* _Exercise requirements_: Which lines of the records below contain the word "Confirm"? Gather every such line and copy each one in full, matching case exactly.

* _Listed entries_:
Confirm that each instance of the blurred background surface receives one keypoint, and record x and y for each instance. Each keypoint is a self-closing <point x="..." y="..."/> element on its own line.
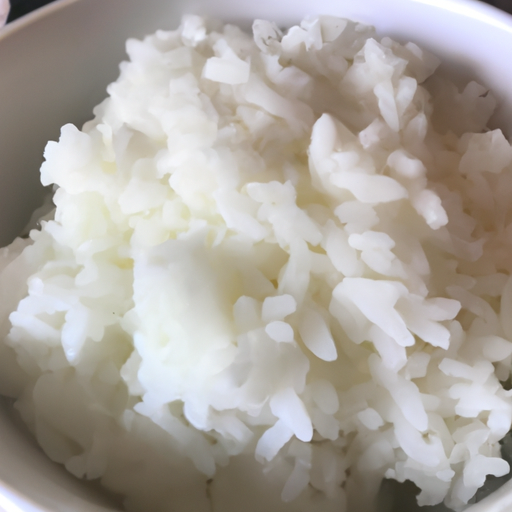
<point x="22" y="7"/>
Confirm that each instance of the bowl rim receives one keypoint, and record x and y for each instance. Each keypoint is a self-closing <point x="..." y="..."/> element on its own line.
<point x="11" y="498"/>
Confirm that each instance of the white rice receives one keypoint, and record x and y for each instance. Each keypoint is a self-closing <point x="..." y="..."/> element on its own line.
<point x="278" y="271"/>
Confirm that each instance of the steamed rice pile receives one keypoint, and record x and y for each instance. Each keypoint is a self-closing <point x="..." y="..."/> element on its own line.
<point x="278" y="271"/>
==
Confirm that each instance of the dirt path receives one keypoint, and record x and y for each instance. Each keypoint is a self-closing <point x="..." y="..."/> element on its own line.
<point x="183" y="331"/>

* _Solution_:
Confirm that each instance of the blurred background surface receives one keypoint, and record x and y for each instance. Each keypoint is a self-closing <point x="..." y="..."/> element on its own line.
Confirm that each instance of the bowl rim receives one keypoint, and record x and y for each instance. Each keypoint is a self-closing <point x="..." y="..."/> element on its own line.
Confirm that each instance of the white rice receives one keypoint, and record x and y for each instance. Each keypoint is a self-closing <point x="..." y="..."/> element on its own line.
Confirm that each instance of the steamed rice pile receives one keypoint, and record x and y for each instance. Each keypoint is a self-closing <point x="..." y="..."/> element on its own line.
Confirm that each instance of the dirt path receives one keypoint, and record x and y for each instance. Each keypoint is a self-closing <point x="..." y="..."/> element on its own line.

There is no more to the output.